• Passage for review:
· · · ·
By Dan MacLeod
At the outset, it seems like a simple story.
After a long struggle, a newly unionized paper does everything it can to work out a contract with a Canadian Charles Foster Kane. And, true to character, the publishing mogul reacts with contempt. The paper is the Calgary Herald, and the bad guy is Conrad Black.
And bad he is. The Alberta Labor Relations Board has ruled management is not negotiating in good faith. Reporters have been on strike for nearly half a year. Black continues to publish via scab labor, giving away thousands of copies to offset diminishing circulation. He's said outright that the strike will be "resolved by decertification of the union in two years' time or by employees coming back to work without a contract." This is a man who has said of the press: "A very large number of them are ignorant, opinionated, intellectually dishonest and inadequately supervised."
Conrad The Black
It is no exaggeration to think of Orson Welles when describing the man who sued Prime Minister Jean Chrčtien for abuse of power last year. (Chrčtien refused to let Black sit in Britain's House of Lords while retaining Canadian citizenship.) Conrad Black sues anybody who impedes on his sense of self; he once had seven defamation cases in court at the same time. According to Chris Dornan, head of Carleton University's journalism school, Black responds to attacks "publicly, permanently and without quarter."
· · · ·
• Task description:
Reproduce the stretch of the passage on Conrad Black and the Calgary Herald strike from "By Dan MacLeod" through "is Conrad Black.", keeping every word and mark unchanged.

• Recorded information:
· · · ·
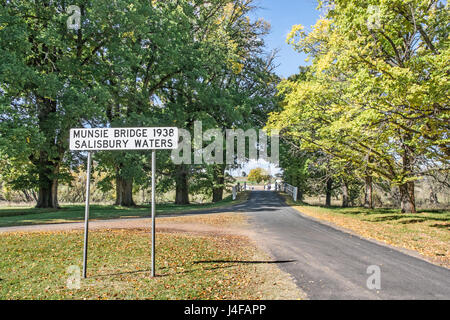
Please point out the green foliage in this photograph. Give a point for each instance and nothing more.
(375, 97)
· · · ·
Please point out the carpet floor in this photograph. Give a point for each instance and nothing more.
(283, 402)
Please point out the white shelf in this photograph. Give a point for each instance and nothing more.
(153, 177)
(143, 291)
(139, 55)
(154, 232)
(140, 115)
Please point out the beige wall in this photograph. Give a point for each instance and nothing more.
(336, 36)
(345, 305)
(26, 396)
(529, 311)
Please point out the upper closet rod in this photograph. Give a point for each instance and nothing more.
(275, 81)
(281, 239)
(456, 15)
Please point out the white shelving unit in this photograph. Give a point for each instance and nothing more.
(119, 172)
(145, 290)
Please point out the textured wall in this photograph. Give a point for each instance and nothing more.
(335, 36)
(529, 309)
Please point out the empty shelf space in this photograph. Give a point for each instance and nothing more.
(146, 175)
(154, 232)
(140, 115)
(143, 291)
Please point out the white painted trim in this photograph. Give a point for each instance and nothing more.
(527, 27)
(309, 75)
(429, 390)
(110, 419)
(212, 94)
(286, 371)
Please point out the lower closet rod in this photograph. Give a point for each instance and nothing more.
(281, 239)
· · · ·
• Solution for this exercise:
By Dan MacLeod
At the outset, it seems like a simple story.
After a long struggle, a newly unionized paper does everything it can to work out a contract with a Canadian Charles Foster Kane. And, true to character, the publishing mogul reacts with contempt. The paper is the Calgary Herald, and the bad guy is Conrad Black.